## Seção de texto
····················
30 Novembro 2021
O Centro Montalvo, obra social da Companhia de Jesus na República Dominicana, pronuncia-se ante as drásticas medidas tomadas por parte do governo dominicano contra cidadãos haitianos, especialmente sobre a deportação de mulheres grávidas.
A nota é do Centro Montalvo, publicada por Jesuítas da América Latina, 17-11-2021. A tradução é de Wagner Fernandes de Azevedo.
Há algumas semanas, os jesuítas que desenvolvem o seu trabalho no Haiti publicaram um documento intitulado “Grito de alarme”, no qual se pronunciaram com bravura perante a gravíssima situação que atravessa o povo haitiano. Ficamos muito satisfeitos ao ver como suas palavras ecoaram nas redes sociais em muitos corações de boa vontade do lado dominicano: “Não é possível que vejamos passiva ou cinicamente como um povo inteiro definha”, alertaram nossos irmãos do vizinho.
Agora é a hora de assumir, do lado dominicano, os grandes princípios do direito internacional e a melhor experiência diplomática, resistindo à tentação de soluções precipitadas e violentas, mas sobretudo injustas, em busca de bodes expiatórios para ganhar legitimidade política. As medidas que devem ser tomadas neste momento do lado dominicano devem impedir que os justos paguem pelos pecadores. Nesse sentido, muitos atores dominicanos pediram ao governo dominicano que revogasse a decisão que havia tomado de suspender o visto para estudantes universitários. O Presidente da República apareceu no dia seguinte oferecendo esclarecimentos. No entanto, a mesma lógica política e midiática que apoiava esse absurdo continuou nos dias seguintes, primeiro criando uma linguagem de guerra contra o Haiti e depois perseguindo impiedosamente as mulheres grávidas.
Mais uma vez, o sentido político e jurídico de soberania é mal compreendido. A soberania não concede cheque em branco para fazer qualquer coisa no território nacional. A soberania é a instância suprema à qual toda a ordem do estado é submetida, que no caso dos estados contemporâneos formalmente seculares, é a ordem constitucional. A classe política parece não prestar atenção a Deus, nem se comportar com uma ética humanística; parece apenas prestar atenção à pressão da mídia e à coerção do sistema legal. Deve ficar claro que violar o próprio sistema jurídico constitui um ataque à soberania. Pois bem, o respeito irrestrito aos direitos humanos e o cumprimento dos acordos internacionais firmados pelas autoridades competentes fazem parte da ordem constitucional.
····················
## Requisito
Traduza para o inglês esta frase do texto sobre o Centro Montalvo: "A soberania não concede cheque em branco para fazer qualquer coisa no território nacional." Não é preciso consultar as linhas para fazer o que se pede.
····················
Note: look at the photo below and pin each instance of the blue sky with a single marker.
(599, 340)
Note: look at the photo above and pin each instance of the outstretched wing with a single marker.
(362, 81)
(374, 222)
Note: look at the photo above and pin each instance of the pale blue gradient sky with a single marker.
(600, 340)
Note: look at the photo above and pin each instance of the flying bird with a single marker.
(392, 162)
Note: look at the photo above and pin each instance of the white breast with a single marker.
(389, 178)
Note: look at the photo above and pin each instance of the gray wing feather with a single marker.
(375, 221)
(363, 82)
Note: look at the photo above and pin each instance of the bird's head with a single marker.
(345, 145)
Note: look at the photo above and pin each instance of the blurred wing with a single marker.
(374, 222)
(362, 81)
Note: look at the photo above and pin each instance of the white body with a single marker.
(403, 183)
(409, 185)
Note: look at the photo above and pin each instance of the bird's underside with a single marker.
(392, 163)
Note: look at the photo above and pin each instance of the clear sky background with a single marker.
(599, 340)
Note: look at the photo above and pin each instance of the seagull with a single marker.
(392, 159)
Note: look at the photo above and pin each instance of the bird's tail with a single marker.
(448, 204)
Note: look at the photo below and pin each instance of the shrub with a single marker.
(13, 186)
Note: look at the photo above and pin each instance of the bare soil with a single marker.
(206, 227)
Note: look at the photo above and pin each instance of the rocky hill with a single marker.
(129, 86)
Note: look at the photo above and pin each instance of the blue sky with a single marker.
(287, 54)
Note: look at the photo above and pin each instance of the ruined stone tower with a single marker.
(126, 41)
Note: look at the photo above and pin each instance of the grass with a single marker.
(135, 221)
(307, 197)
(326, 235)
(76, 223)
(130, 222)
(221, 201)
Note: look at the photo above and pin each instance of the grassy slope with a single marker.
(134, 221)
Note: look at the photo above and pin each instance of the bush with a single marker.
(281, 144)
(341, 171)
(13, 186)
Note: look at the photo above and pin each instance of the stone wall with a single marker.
····················
## Resultado do exercício
Sovereignty does not grant a blank check to do anything at all within the national territory.